The lines to copy run from the one containing "Target: bottle row on shelf" through the last line of the listing; copy them exactly and nothing more.

•••••

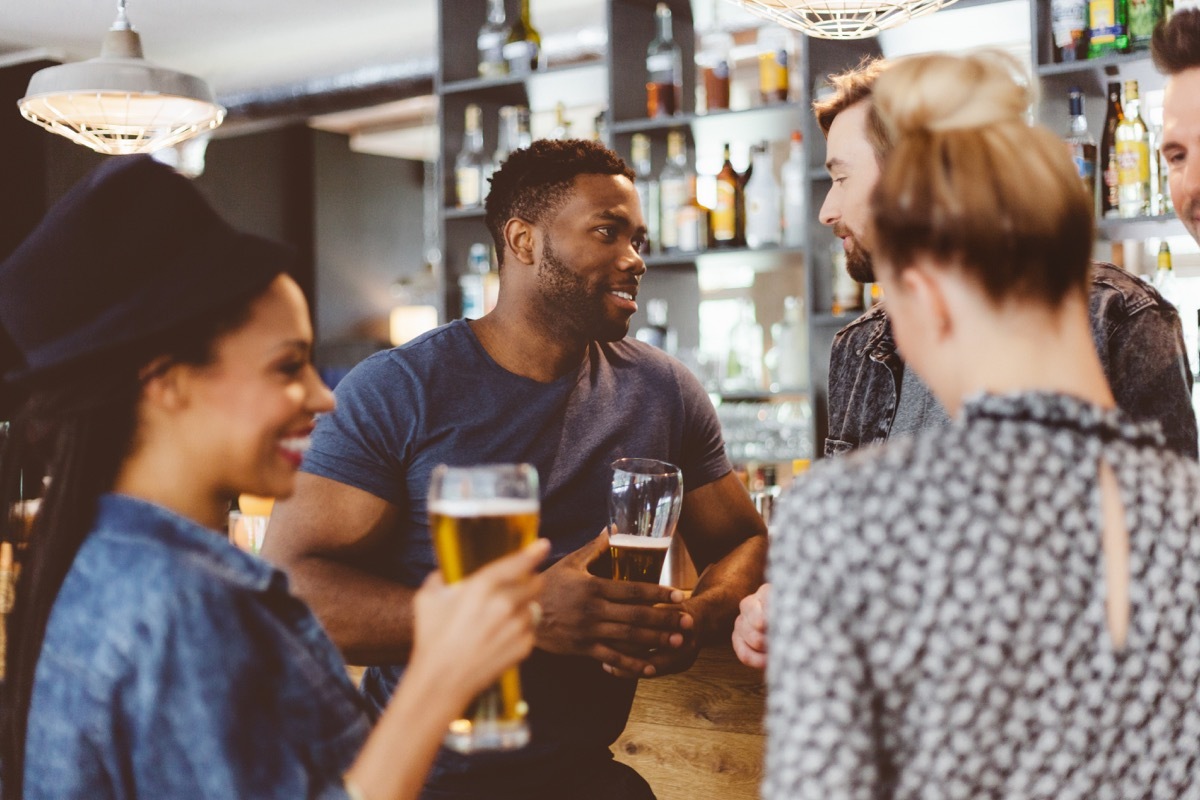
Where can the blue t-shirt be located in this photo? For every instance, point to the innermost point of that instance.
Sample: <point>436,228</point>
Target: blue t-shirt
<point>441,398</point>
<point>179,667</point>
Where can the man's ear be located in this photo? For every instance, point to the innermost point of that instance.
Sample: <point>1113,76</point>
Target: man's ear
<point>165,384</point>
<point>520,239</point>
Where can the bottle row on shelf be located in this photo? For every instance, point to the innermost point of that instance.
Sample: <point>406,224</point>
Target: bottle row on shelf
<point>1126,172</point>
<point>689,212</point>
<point>721,59</point>
<point>1092,29</point>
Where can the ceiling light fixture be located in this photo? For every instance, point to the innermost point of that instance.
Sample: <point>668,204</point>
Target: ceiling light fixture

•••••

Exercise solution
Target: bottle row on shelf
<point>1126,172</point>
<point>689,212</point>
<point>721,59</point>
<point>1092,29</point>
Where can the ceiling light fixture be located in this photo? For every instance, point to the innermost point of that instance.
Sample: <point>668,204</point>
Target: ceiling light fixture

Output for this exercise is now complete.